• _Raw data_
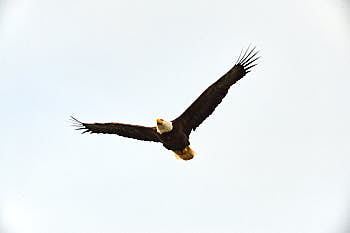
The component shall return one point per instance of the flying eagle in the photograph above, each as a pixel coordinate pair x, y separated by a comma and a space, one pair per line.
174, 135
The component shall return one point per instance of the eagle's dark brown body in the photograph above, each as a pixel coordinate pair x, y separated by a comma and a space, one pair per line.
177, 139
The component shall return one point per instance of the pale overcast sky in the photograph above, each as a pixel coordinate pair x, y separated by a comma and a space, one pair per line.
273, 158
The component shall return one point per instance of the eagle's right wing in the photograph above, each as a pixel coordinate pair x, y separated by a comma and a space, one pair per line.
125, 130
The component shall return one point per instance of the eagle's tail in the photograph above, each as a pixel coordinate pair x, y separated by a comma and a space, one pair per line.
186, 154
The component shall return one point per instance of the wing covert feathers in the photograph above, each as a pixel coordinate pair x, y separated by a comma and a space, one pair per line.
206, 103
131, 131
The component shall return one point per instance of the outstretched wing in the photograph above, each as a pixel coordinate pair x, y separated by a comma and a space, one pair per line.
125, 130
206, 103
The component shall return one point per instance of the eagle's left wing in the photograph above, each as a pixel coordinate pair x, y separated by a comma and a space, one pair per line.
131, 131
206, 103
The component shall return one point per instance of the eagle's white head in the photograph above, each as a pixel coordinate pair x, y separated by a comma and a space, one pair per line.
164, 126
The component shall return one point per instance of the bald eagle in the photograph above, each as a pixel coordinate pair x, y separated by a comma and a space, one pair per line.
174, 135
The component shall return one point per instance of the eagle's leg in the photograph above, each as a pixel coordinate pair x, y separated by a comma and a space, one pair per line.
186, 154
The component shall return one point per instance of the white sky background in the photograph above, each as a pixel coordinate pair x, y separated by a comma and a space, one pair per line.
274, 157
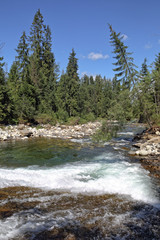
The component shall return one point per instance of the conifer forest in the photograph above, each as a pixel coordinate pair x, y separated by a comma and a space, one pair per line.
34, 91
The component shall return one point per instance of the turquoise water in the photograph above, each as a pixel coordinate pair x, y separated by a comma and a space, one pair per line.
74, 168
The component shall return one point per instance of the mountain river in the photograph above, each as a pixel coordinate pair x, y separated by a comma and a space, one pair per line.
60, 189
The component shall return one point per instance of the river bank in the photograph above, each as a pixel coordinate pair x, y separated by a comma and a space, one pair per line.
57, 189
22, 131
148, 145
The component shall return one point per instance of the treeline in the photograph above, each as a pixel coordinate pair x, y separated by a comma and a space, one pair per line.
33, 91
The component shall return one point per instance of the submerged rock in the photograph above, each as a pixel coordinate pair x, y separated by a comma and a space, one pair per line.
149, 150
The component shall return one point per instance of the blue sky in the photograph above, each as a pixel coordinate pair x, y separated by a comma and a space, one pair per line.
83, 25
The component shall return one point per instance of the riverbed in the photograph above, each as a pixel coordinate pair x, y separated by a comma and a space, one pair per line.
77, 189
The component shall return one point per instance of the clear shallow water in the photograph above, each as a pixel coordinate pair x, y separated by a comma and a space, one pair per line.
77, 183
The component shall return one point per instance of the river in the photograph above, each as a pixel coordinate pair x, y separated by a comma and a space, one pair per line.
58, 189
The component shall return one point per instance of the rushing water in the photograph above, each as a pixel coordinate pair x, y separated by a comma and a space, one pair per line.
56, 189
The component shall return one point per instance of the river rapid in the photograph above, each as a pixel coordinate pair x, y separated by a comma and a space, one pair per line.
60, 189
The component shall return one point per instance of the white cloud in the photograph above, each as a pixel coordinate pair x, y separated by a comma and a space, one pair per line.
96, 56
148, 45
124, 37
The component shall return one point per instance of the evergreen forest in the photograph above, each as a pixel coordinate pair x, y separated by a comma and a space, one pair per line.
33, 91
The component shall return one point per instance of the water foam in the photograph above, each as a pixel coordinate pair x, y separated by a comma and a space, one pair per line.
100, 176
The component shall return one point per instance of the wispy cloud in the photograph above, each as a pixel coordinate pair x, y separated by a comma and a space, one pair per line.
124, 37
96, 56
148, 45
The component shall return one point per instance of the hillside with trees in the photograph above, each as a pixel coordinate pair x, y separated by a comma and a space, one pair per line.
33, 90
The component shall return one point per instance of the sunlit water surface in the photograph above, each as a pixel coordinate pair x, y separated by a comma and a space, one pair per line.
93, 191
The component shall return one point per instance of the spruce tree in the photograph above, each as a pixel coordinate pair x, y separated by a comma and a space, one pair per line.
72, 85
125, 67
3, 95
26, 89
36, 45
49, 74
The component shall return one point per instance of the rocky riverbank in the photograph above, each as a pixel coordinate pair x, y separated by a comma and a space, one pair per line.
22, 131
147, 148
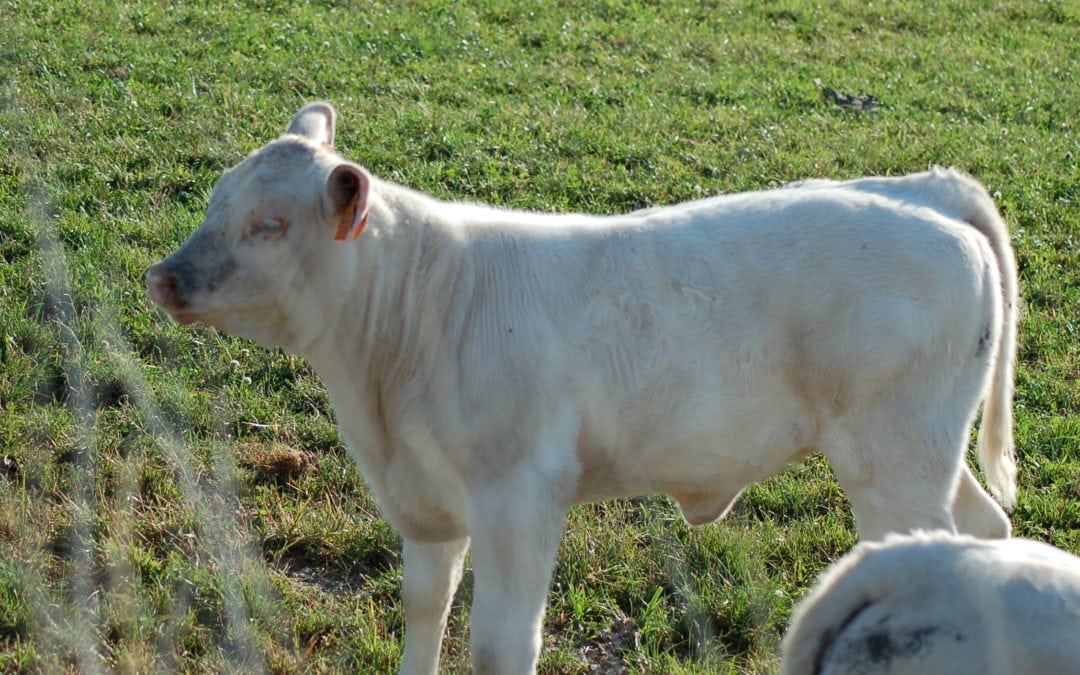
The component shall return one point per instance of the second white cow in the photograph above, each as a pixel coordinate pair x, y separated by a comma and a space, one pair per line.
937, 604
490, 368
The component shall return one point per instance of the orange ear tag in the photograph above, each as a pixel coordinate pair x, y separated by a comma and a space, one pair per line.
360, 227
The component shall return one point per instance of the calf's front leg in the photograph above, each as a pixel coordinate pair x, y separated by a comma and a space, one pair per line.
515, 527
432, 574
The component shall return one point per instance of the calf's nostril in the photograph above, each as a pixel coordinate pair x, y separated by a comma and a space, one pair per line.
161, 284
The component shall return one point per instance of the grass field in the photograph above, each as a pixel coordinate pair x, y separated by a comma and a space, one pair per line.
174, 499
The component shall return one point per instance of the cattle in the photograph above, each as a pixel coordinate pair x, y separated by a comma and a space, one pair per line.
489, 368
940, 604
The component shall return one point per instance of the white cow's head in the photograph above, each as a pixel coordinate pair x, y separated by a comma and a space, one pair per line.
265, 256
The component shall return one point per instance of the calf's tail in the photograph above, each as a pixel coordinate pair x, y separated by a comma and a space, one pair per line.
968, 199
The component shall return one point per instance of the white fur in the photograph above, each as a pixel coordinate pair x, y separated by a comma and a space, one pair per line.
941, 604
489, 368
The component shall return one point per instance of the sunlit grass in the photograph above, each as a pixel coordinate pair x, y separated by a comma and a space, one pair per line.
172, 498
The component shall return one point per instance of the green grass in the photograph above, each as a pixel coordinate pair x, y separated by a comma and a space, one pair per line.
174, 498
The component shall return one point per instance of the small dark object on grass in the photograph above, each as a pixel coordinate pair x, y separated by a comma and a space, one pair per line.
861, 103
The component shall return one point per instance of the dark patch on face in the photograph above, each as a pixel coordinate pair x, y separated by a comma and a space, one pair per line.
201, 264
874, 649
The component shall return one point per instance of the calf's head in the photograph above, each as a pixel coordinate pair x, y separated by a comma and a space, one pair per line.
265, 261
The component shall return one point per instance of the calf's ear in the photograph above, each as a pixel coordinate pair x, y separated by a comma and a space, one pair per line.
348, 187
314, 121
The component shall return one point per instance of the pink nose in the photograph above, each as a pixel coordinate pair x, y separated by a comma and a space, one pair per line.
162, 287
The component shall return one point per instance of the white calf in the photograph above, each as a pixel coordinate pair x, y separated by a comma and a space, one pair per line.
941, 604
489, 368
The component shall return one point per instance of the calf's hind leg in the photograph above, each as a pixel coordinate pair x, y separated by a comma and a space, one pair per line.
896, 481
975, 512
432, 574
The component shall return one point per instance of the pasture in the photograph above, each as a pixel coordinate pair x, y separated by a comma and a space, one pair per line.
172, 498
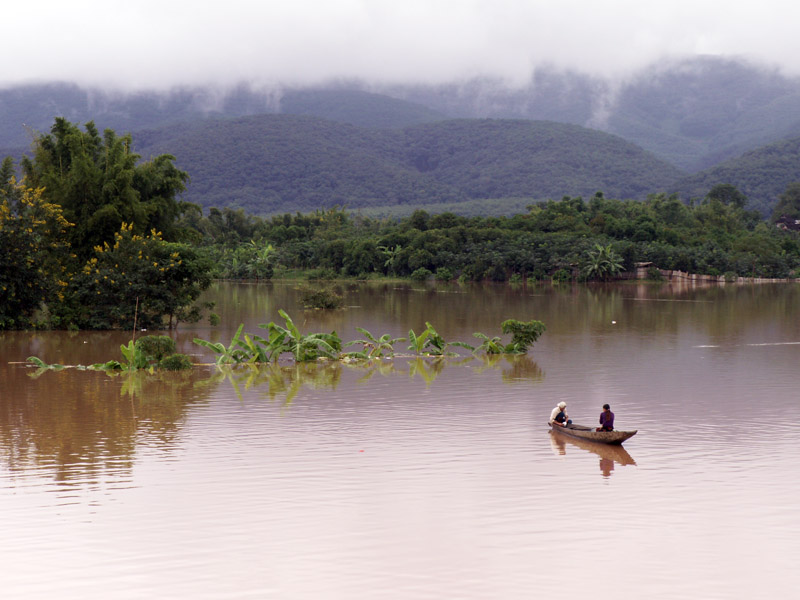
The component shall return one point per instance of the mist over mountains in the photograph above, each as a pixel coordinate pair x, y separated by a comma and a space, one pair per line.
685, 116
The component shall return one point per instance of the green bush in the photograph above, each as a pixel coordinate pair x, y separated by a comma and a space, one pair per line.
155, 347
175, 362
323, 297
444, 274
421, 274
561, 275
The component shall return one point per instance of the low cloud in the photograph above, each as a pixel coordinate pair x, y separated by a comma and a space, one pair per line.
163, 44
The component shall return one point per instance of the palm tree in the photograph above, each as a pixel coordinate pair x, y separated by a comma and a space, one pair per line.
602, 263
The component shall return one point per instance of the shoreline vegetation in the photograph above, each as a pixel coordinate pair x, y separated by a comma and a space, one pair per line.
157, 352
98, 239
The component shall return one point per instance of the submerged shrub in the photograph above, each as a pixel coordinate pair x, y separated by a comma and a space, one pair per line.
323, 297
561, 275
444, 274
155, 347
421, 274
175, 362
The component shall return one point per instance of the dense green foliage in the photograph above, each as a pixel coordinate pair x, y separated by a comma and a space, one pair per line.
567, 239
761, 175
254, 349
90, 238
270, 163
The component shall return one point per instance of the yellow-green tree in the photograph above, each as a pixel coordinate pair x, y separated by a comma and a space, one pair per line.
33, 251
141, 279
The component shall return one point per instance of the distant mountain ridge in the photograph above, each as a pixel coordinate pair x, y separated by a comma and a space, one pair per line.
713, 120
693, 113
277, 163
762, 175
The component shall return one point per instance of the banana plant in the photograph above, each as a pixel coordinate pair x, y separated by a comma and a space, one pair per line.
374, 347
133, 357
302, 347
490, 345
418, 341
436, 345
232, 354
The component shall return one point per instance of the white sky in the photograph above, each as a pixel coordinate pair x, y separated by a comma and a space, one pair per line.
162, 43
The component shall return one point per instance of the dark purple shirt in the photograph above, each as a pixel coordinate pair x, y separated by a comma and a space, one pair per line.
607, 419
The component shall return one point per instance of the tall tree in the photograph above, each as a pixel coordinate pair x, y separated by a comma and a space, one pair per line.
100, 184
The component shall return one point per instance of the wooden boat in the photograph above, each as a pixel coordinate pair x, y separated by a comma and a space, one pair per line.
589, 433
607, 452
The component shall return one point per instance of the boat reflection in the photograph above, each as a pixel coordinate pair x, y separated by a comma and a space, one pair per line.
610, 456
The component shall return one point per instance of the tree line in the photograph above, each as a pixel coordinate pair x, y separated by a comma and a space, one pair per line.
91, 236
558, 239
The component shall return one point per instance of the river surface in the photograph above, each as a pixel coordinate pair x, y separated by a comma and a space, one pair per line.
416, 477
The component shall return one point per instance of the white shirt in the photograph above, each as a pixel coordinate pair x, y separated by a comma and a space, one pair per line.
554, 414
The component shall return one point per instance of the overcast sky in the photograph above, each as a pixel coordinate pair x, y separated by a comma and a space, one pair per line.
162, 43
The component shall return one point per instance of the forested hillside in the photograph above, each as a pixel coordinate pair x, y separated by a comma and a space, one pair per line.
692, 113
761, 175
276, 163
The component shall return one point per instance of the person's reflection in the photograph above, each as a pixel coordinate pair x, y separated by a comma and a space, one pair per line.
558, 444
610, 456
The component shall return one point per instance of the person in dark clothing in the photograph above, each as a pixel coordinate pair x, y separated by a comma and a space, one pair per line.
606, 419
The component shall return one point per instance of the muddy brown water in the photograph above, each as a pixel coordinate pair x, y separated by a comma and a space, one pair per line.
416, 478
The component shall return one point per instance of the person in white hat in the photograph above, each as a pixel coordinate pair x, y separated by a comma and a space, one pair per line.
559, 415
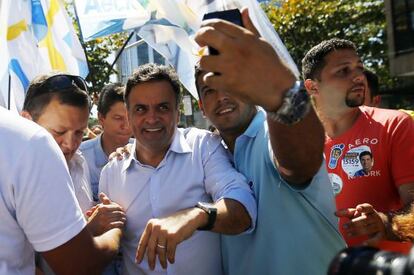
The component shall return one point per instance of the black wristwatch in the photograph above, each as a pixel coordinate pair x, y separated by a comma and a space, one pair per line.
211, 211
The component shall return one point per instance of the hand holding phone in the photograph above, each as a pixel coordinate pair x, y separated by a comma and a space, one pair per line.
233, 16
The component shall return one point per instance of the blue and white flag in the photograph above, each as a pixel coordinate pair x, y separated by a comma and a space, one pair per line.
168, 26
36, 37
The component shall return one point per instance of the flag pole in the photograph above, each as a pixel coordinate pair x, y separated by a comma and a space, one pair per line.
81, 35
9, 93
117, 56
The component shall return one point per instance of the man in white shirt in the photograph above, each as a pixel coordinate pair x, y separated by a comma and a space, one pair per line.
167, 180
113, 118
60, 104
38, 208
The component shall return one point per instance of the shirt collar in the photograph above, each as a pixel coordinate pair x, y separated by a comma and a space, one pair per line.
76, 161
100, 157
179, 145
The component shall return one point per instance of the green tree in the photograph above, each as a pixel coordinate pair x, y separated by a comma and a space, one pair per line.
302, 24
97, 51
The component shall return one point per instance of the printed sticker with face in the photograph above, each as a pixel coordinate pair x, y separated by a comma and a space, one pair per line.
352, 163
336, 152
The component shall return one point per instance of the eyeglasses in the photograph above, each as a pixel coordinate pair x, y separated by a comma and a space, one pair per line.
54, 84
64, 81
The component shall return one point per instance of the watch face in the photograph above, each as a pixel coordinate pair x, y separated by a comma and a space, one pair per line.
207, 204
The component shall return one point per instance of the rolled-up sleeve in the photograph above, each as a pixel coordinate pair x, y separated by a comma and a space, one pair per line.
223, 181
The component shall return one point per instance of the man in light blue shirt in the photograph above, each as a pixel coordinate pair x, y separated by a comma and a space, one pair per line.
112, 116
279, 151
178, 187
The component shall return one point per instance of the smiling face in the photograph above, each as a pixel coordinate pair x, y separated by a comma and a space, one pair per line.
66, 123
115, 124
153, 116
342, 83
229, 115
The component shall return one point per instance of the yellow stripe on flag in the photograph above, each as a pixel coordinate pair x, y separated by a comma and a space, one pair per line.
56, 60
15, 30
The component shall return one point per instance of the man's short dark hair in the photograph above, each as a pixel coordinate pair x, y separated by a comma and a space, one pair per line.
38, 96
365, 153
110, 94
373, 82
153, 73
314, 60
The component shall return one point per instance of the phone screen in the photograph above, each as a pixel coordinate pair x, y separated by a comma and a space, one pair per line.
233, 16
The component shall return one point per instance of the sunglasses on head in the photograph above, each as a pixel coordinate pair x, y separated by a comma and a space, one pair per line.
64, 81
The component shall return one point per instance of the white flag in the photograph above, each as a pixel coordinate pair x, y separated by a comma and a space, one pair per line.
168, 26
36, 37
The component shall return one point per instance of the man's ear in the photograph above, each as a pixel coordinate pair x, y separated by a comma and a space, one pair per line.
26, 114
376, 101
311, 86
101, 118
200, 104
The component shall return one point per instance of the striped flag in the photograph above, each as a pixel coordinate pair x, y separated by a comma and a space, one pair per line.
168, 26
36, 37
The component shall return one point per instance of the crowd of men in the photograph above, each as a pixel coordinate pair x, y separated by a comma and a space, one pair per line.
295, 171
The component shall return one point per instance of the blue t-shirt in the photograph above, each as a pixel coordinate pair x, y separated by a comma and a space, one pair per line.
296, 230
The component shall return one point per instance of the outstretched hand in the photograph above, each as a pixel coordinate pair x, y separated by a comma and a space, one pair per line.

• _Written exercise_
The answer consists only of the lines from the one containing "the white flag" to the end of the records, each written out exactly.

• _Solution for this exercise_
The component shall return one point per instance of the white flag in the photograph above, each as a pixel coordinate pair x, y separated by a comma and a space, one pair per line.
168, 26
36, 37
The component shall return one point per instance of the man's ear in the photograph above, each as a pixel coordinate pair x, y separated by a comma and a space, one pair per line.
26, 114
376, 101
311, 86
101, 118
200, 104
The component shall return one point per instance of the striped flag in the photograph above, each as a pixel coordinate pair x, y separated by a comma and a space, one pair per line.
168, 26
36, 37
The component shall return one point per instance of the crowd of men in the photograph above, each as a pixel coordinate pair x, y separated by a comma and a space, one pair per line.
295, 171
The component shall return one point per instance of the blue t-shirt in the photograph above, each as a pixel coordinate pair x, y separated by a comma and a space, one pair per line.
296, 230
The component shall return one point per instance of the outstretched hand in the photograph above, each as a pixel coordinate pair x, y separated by a comma and a space, one pair per line.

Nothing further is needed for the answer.